## START Material to process
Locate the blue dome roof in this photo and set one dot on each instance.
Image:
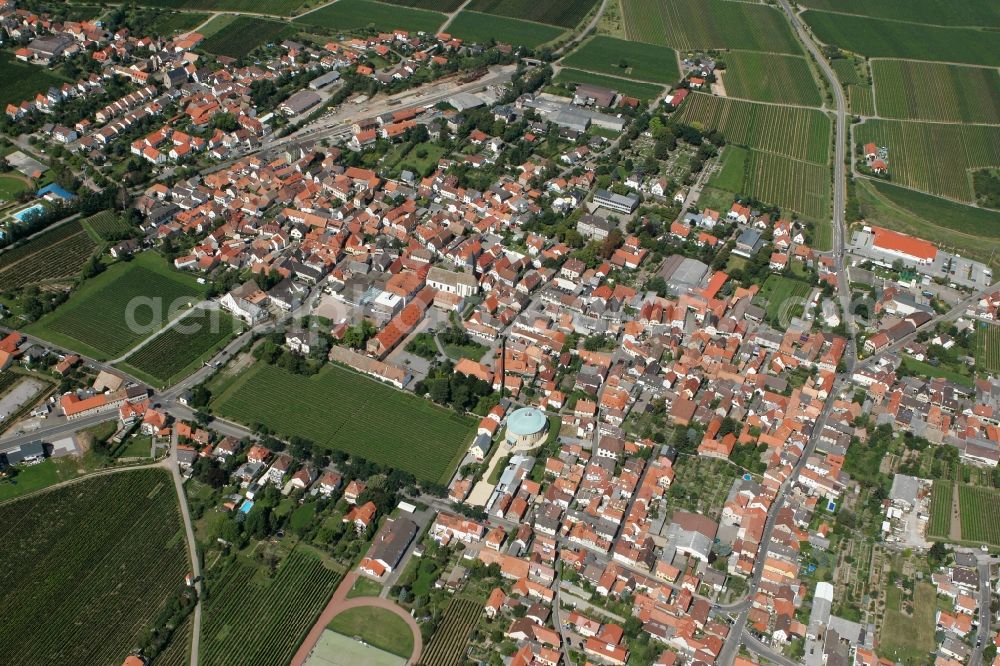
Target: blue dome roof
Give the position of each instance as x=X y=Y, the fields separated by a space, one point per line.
## END Material to process
## START Material to process
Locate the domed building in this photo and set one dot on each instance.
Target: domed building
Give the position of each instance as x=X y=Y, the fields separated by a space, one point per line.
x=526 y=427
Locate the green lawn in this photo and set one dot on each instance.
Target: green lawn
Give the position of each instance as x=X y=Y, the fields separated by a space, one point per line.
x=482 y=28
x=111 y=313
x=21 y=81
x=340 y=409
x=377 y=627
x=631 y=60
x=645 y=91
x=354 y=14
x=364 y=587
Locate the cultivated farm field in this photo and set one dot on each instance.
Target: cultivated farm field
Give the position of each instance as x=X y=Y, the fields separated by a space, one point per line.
## END Material to process
— The exercise —
How many lines in the listing above contain the word "cultivated"? Reply with the number only.

— Result for this exercise —
2